ASSIGNED TASK
Return only what lies between the first line of the entries and the line containing "x=551, y=27", both lines included.

= Beginning of Section =

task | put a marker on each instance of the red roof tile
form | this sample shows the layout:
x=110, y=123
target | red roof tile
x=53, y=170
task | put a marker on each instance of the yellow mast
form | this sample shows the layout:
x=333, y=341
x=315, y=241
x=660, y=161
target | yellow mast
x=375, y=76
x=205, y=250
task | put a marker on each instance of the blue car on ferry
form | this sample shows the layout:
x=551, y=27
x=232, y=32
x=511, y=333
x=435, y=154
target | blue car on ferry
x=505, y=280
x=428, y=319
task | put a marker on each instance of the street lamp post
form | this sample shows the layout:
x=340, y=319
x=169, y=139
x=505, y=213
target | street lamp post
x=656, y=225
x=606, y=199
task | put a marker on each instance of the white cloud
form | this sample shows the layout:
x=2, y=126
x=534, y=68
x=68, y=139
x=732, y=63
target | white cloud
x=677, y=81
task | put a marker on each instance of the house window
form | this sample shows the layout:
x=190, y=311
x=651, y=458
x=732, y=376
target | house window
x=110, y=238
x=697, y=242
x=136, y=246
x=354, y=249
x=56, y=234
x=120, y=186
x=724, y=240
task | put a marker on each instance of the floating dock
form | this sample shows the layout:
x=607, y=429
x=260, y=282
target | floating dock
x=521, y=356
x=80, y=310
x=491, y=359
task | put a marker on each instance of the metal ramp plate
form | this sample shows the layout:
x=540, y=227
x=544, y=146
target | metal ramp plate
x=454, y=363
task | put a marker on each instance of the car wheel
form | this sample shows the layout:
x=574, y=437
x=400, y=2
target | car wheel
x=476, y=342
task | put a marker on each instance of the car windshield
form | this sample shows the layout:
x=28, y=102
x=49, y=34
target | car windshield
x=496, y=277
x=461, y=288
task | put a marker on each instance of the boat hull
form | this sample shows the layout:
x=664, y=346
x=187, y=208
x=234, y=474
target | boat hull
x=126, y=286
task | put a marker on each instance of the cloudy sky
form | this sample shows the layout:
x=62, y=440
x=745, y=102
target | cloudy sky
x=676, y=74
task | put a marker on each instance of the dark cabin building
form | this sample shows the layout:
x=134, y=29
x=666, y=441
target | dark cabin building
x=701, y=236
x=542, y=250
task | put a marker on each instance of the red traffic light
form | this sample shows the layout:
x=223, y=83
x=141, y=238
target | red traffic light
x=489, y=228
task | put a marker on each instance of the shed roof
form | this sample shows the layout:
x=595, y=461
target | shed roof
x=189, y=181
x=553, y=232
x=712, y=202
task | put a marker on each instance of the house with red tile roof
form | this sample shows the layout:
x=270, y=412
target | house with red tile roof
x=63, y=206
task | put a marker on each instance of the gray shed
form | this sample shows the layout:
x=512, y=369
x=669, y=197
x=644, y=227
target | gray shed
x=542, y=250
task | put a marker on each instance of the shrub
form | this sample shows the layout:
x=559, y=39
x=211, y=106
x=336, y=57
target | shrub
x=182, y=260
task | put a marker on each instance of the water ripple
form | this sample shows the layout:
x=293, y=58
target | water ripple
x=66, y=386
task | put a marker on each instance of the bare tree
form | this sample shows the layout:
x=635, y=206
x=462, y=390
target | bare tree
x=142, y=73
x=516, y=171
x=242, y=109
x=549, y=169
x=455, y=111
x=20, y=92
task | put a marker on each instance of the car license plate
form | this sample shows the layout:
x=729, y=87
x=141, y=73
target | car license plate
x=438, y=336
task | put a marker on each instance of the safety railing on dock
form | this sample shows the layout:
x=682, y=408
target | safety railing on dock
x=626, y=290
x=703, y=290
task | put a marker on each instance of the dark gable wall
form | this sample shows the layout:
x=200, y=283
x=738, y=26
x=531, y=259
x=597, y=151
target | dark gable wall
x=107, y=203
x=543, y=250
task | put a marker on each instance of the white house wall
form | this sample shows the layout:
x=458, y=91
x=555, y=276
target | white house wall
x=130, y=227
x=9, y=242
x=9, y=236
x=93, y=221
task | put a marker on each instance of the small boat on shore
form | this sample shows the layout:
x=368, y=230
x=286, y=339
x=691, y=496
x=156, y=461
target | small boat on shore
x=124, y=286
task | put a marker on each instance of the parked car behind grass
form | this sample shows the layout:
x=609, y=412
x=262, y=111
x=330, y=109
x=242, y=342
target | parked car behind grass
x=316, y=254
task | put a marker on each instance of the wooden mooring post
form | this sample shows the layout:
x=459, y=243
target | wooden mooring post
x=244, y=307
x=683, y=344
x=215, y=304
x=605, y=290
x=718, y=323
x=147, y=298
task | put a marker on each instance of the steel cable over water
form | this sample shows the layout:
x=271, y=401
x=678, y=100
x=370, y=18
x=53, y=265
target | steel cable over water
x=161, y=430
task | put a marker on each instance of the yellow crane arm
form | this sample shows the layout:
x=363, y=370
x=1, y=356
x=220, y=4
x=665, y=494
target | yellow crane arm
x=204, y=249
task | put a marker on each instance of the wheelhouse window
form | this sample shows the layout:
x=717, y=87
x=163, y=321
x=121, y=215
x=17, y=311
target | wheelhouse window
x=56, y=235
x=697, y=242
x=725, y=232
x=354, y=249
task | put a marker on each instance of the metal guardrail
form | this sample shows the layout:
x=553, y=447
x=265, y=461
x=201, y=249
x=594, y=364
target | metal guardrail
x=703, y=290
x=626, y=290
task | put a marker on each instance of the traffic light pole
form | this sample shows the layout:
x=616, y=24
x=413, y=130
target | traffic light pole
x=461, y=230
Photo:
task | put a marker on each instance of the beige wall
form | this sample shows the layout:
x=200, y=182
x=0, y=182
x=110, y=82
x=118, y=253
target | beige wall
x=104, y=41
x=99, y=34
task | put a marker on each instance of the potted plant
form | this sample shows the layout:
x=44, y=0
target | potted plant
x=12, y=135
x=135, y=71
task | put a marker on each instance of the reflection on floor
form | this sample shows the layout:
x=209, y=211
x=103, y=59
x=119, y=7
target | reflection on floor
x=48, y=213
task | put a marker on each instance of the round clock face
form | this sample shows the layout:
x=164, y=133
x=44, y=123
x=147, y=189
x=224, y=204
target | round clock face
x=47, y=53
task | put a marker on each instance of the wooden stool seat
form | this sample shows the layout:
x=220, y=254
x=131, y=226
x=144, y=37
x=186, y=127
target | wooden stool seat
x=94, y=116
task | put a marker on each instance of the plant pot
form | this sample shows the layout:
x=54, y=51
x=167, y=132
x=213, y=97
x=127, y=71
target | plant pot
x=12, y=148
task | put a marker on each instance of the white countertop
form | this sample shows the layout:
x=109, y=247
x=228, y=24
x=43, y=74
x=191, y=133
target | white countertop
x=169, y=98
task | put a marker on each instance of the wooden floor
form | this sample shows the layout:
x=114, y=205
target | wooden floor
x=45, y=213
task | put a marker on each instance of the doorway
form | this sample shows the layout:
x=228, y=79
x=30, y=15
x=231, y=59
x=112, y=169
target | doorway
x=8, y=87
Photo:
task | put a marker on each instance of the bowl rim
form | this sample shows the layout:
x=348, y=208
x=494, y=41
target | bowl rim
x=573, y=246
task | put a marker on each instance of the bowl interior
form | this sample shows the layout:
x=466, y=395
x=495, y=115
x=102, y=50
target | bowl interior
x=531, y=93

= End of Section =

ANSWER TO THIS PROBLEM
task | put a marker on each instance of the red roof tile
form | this sample shows the layout:
x=110, y=123
target | red roof tile
x=53, y=170
task | put a marker on each instance of the yellow mast
form | this sample shows the layout:
x=333, y=341
x=315, y=241
x=660, y=161
target | yellow mast
x=375, y=76
x=205, y=250
task | put a marker on each instance of the blue car on ferry
form | this sample shows the layout:
x=551, y=27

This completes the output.